In seinem Gutachten befasst sich der Staatsrat vor allem mit der dekretalen Grundlage des Erlassvorentwurfs. Die legistischen Bemerkungen unter Punkt 3.2 bzw. 4 wurden übernommen. Die in Punkt 3.3 aufgeworfene Unvereinbarkeit mit den Bestimmungen des Dekrets in Bezug auf die Entscheidungsfristen führt dazu, dass Artikel 13 entsprechend abgeändert werden muss, um auf die in Artikel 19 des Dekrets vom 27. Juni 2022 über das Pflegegeld für Senioren aufgeführten Fristen zu verweisen. Die Bemerkungen unter den Punkten 3.4, 3.5 und 3.6 sind zur Kenntnis zu nehmen, müssen aber nicht zwangsläufig eine Änderung des Textes bewirken. 

Es gilt jedoch darauf zu achten, dass anlässlich einer künftigen Dekret Anpassung, eine ausdrückliche Rechtsgrundlage für die in Artikel 22 festgehaltene Informationspflicht seitens der Verwaltung eingeführt wird. An dem in der Präambel aufgeführten Verweis auf das Dekret vom 13. Dezember 2016 zur Schaffung einer Dienststelle der Deutschsprachigen Gemeinschaft für selbstbestimmtes Leben soll festgehalten werden, um die Verflechtung der verschiedenen Aufgaben und Akteure hervorzuheben.

= = = = = = =

> **AUFGABE 1**
Warum soll laut dem Lesetext der Verweis auf das Dekret vom 13. Dezember 2016 in der Präambel beibehalten werden? Antworte in ein bis drei Sätzen.

> **VORLIEGENDE ANGABEN**
= = = = = = =

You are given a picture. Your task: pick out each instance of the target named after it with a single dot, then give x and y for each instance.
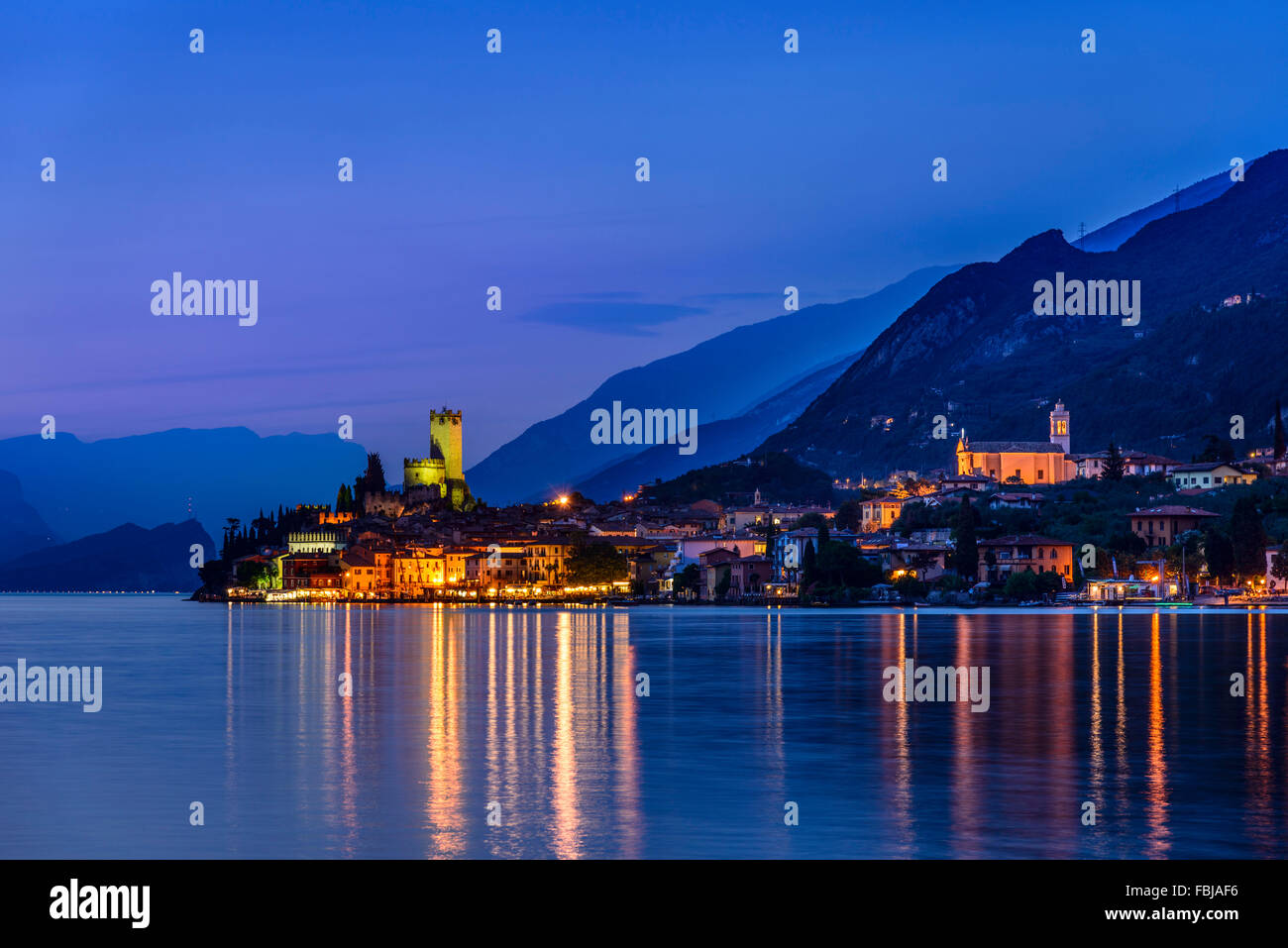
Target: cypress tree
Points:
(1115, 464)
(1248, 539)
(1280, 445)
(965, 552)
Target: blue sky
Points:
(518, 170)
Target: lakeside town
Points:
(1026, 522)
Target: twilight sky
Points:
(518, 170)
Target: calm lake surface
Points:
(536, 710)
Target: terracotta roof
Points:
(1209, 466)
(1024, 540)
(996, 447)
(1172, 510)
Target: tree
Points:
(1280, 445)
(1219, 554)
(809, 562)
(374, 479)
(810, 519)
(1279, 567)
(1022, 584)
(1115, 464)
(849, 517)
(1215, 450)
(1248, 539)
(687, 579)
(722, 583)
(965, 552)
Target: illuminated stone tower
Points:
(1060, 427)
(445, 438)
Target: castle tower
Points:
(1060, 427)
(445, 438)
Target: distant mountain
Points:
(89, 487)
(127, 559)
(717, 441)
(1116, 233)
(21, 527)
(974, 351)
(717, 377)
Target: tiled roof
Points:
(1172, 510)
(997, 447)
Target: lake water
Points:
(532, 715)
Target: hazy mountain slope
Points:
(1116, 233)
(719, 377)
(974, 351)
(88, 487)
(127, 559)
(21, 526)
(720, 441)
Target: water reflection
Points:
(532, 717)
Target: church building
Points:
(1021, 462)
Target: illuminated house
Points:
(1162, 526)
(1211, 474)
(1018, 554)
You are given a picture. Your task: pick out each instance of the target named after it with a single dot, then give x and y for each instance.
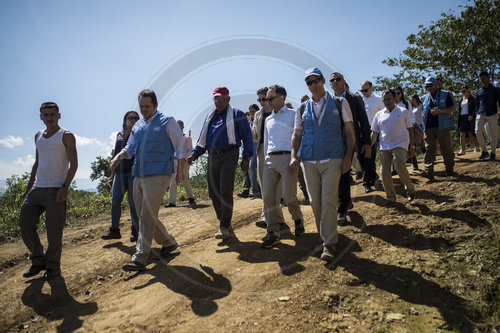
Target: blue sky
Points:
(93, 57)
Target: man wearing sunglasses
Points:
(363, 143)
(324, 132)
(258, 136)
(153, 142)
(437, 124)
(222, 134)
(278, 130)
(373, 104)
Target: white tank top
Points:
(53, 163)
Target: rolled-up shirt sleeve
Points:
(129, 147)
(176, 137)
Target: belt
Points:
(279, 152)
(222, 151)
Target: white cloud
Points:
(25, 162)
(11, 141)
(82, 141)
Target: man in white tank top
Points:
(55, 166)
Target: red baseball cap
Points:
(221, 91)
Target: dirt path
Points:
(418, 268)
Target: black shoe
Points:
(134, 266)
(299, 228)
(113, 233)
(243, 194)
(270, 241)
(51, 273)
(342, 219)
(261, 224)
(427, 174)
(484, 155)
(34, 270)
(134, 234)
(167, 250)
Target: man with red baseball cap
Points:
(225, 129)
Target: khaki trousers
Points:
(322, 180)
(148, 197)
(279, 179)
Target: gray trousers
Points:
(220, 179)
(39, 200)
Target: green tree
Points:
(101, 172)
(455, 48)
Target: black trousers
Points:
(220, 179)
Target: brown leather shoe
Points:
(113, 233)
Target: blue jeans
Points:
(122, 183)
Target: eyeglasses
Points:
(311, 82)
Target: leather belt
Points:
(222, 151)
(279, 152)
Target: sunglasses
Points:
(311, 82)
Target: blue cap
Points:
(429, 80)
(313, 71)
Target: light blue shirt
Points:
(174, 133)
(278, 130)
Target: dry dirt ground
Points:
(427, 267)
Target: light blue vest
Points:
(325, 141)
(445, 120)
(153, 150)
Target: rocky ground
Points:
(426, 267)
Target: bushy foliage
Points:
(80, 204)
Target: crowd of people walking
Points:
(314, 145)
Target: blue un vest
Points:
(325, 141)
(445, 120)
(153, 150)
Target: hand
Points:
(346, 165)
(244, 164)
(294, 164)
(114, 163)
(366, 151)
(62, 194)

= = = = = = =

> **AUFGABE 2**
Kopiere aus den vorliegenden Angaben die Zeilen ab der Zeile, die „Target: brown leather shoe“ enthält, bis zur letzten Zeile der Angaben, beide eingeschlossen.

> **MUSTERLÖSUNG 1**
Der Verweis auf das Dekret vom 13. Dezember 2016 zur Schaffung einer Dienststelle der Deutschsprachigen Gemeinschaft für selbstbestimmtes Leben soll in der Präambel bleiben. So soll die Verflechtung der verschiedenen Aufgaben und Akteure hervorgehoben werden.

> **MUSTERLÖSUNG 2**
Target: brown leather shoe
Points:
(113, 233)
Target: blue jeans
Points:
(122, 183)
Target: eyeglasses
Points:
(311, 82)
Target: leather belt
Points:
(222, 151)
(279, 152)
Target: sunglasses
Points:
(311, 82)
Target: blue cap
Points:
(429, 80)
(313, 71)
Target: light blue shirt
Points:
(174, 133)
(278, 130)
Target: dry dirt ground
Points:
(427, 267)
Target: light blue vest
Points:
(325, 141)
(445, 120)
(153, 150)
Target: rocky ground
Points:
(426, 267)
Target: bushy foliage
Points:
(80, 204)
Target: crowd of people walking
Points:
(314, 145)
Target: blue un vest
Points:
(325, 141)
(445, 120)
(153, 150)
Target: hand
Points:
(346, 165)
(244, 164)
(294, 164)
(114, 163)
(366, 151)
(62, 194)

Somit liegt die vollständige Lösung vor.